SELECTED TEXT:
# # # # # # #

Re: C++ string::find functions and size_t

Rik-4
In reply to this post by Andreas Weber-4
On 02/27/2015 03:37 PM, Andreas Weber wrote:
> Am 27.02.2015 um 18:47 schrieb rik:
>> 2/27/15
>>
>> Dan Sebald found a subtle bug in the use of the C++ string find functions
>> that was leading to segfaults.
>>
>> -- Code --
>> size_t pos = file.find_first_not_of ("|");
>> if (pos > 0)
>>   file = file.substr (pos);
>> else
>> -- End Code --
>
> I think the idea here was to check if the first char in file is "|" and
> omit the check (because we are building a pipe) for an existent
> directory in the else path.
>
>> The issue is that the size_t is an unsigned quantity and the find functions
>> do not return -1 on failure as do regular C functions.  Instead they return
>> std::string::npos (a very large number) when they fail to find the search term.
>>
>> This was easily corrected to
>>
>> -- Code --
>> size_t pos = file.find_first_not_of ("|");
>> if (pos != std::string::npos)
>>   file = file.substr (pos);
>> else
>> -- End Code --
>
> Please correct me if I'm wrong but shouldn't this then be
>
> -- Code --
> size_t pos = file.find_first_not_of ("|");
> if (pos != std::string::npos && pos > 0)
> -- End Code --


I didn't check the purpose of the code, but if that is the case, shouldn't it be simpler to just write

-- Code --
if (! file.empty () && file[0] == '|')
  file = file.substr (1);  // Strip leading pipe character
else
-- End Code --

This avoids playing around with the position entirely.

I made that change to both drawnow and in __osmesa_print__ and the latter now passes the built-in self tests.  See cset http://hg.savannah.gnu.org/hgweb/octave/rev/6b7aee95c54c

--Rik

Reply | Threaded
Open this post in threaded view
|

Re: C++ string::find functions and size_t

Rik-4
In reply to this post by Jordi Gutiérrez Hermoso-2
On 02/27/2015 10:52 AM, Jordi Gutiérrez Hermoso wrote:

> On Fri, 2015-02-27 at 09:47 -0800, rik wrote:
>> According to the C++ reference, the find functions actually return
>> an object of std::string::size_type. Normally, maybe even
>> definitionally, this is the same as std::size_t. Octave code,
>> however, assumes that the bare size_t is the same as std::size_t.
> ::size_t is inherited from C and it's the type of the sizeof()
> operator, while std::size_t is, according to gospel, "an
> implementation-defined unsigned integer type that is large enough to
> contain the size in bytes of any object."
>
> I don't see how these two things can be different, and they certainly
> are not in the gcc implementation.
>
> - Jordi G. H.

I made all of our uses consistent by just using the bareword size_t in this
cset (http://hg.savannah.gnu.org/hgweb/octave/rev/d575cd1e0da7).

--Rik


Reply | Threaded
Open this post in threaded view
|

Re: C++ string::find functions and size_t

Daniel Sebald
In reply to this post by John W. Eaton
On 02/27/2015 05:56 PM, John W. Eaton wrote:

> On 02/27/2015 06:37 PM, Andreas Weber wrote:
>> Am 27.02.2015 um 18:47 schrieb rik:
>>> 2/27/15
>>>
>>> Dan Sebald found a subtle bug in the use of the C++ string find
>>> functions
>>> that was leading to segfaults.

# # # # # # #

PROVIDED INFORMATION:
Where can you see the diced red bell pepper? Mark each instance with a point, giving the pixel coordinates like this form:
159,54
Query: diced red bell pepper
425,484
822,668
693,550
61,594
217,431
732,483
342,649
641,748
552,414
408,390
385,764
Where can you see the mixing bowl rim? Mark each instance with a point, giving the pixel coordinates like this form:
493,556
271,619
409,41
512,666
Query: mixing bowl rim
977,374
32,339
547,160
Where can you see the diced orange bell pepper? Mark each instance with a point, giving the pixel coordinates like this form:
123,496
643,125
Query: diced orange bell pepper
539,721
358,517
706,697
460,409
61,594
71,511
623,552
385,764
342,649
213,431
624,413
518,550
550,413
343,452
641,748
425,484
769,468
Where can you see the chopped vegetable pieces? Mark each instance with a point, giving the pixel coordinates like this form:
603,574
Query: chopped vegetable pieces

# # # # # # #

WHAT YOU HAVE TO DO:
Continue the forum thread about the C++ string::find functions and size_t from the point where it stops. The items come from a different source than the forum thread.

THE ANSWER:
>>>
>>> -- Code --
>>> size_t pos = file.find_first_not_of ("|");
>>> if (pos > 0)
>>> file = file.substr (pos);
>>> else
>>> -- End Code --
>>
>> I think the idea here was to check if the first char in file is "|" and
>> omit the check (because we are building a pipe) for an existent
>> directory in the else path.
>>
>>> The issue is that the size_t is an unsigned quantity and the find
>>> functions
>>> do not return -1 on failure as do regular C functions. Instead they
>>> return
>>> std::string::npos (a very large number) when they fail to find the
>>> search term.
>>>
>>> This was easily corrected to
>>>
>>> -- Code --
>>> size_t pos = file.find_first_not_of ("|");
>>> if (pos != std::string::npos)
>>> file = file.substr (pos);
>>> else
>>> -- End Code --
>>
>> Please correct me if I'm wrong but shouldn't this then be
>>
>> -- Code --
>> size_t pos = file.find_first_not_of ("|");
>> if (pos != std::string::npos && pos > 0)
>> -- End Code --
>
> Yes, I think that's correct. I also thought maybe it would be clearer to
> write if (file.length () > 0 && file[0] == '|'), then just extract get
> file.substr (1) as the command. Shouldn't that work? It looks simpler to
> me.

After thinking about it, a change there would be good.  The logic
associated with finding "anything but" makes the conditional a little
unusual.  I'm not sure even that is foolproof though.  (If the user's
not going to enter this string, then it doesn't matter I suppose.)  What
about cases like " | foo.out", if that is a possible user entry somehow.
  Maybe there should be:

   size_t pos = file.find_first_not_of (" ");
   if (pos != std::string::npos)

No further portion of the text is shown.